Continue the announcement below for the Staging a Revolution festival, starting right after its final sentence.

Passage ->
----------------------------------------

Staging a revolution

London, UK

Presented by Belarus Free Theatre, co-produced with the Young Vic

2 – 14 November 2015

We’re live streaming every show and discussion for free world-wide! Find out more and watch the live stream recordings.

Belarus Free Theatre presents a two-week Festival of performances and discussions in London featuring some of our most acclaimed original productions, reinvigorated classics and the world premiere of our brand new work, Time of Women.

We have spent the past decade excavating taboos on the world stage alongside launching transnational campaigns in defence of freedom of speech and artistic expression. Pioneering a unique model of performance-inspired campaigning tackling social and political taboos, from mental health and torture, sex and inequality, BFT now present Staging a Revolution a festival of ideas that will put ten taboos centre-stage to invigorate and inspire UK audiences to see themselves as positive change-makers.

Following each performance, a curated panel of experts, including artists, campaigners, journalists and activists will discuss an area related to each taboo topic and generate fresh ideas around taking up action. It is an approach drawn directly from BFT’s work in Minsk where the space for free exchange of ideas and open debate is as valuable as the space in which to see independent theatre.

----------------------------------------

Provided material ->
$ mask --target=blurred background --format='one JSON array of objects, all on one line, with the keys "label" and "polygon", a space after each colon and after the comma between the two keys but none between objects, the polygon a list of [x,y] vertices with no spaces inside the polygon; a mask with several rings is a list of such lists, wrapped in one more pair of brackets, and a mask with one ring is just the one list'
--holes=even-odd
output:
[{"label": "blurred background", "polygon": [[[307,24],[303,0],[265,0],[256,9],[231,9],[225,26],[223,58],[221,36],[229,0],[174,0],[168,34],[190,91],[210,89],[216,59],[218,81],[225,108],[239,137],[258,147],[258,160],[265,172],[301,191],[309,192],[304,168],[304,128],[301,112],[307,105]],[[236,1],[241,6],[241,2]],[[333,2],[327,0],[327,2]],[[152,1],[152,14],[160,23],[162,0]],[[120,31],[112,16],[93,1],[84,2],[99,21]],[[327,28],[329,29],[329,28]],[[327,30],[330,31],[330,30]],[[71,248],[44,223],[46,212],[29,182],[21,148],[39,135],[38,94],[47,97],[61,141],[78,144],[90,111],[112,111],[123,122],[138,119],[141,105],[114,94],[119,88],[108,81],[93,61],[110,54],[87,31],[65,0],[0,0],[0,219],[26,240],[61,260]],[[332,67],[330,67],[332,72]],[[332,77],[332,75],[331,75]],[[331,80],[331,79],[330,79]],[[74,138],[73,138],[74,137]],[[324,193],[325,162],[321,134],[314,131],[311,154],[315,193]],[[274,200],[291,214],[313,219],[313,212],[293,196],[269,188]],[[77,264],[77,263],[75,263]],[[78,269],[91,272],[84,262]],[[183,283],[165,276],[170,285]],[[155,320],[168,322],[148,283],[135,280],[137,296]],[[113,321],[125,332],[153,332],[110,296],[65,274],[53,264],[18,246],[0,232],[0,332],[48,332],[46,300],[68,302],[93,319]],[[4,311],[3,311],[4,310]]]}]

----------------------------------------

Answer to the exercise ->
The first week of events, 2 – 8 November, will take place at undisclosed locations around the city of London. For the second week, 9 – 14 November, the company will return “home” to the Young Vic theatre.

BOOK NOW

Tickets: £25 (Limited £10 concessions available)
Tickets include entry to the performance, platform discussion, one free drink and Belarusian food.
Performances at the Young Vic (9-14 November) are in the Maria.

Underground performances (2-8 November) at undisclosed locations have a strict arrival time of 6:20pm
(excluding 2 November when you will need to arrive at 6pm)
Young Vic performances (9-14 November) are in the Maria. Start time: 7pm.
Latecomers will not be admitted.

PLEASE NOTE

Underground performances (2-8 November) will take place in unexpected locations in Greater London. These locations will not be identified prior to the performance. Audiences will receive an email confirmation but no ticket will be issued. 24 hours before the performance, audiences will receive a text message detailing a designated meeting point and a time of arrival. There, they will be met by a member of the front of house team and be led from the meeting point to the performance. On arrival at the location they will be asked for a form of identification (in Belarus, audiences members bring passports anticipating the likelihood in case of arrest).

You MUST bring a valid passport or photo ID as proof of your identification (in Belarus this is in case of arrest).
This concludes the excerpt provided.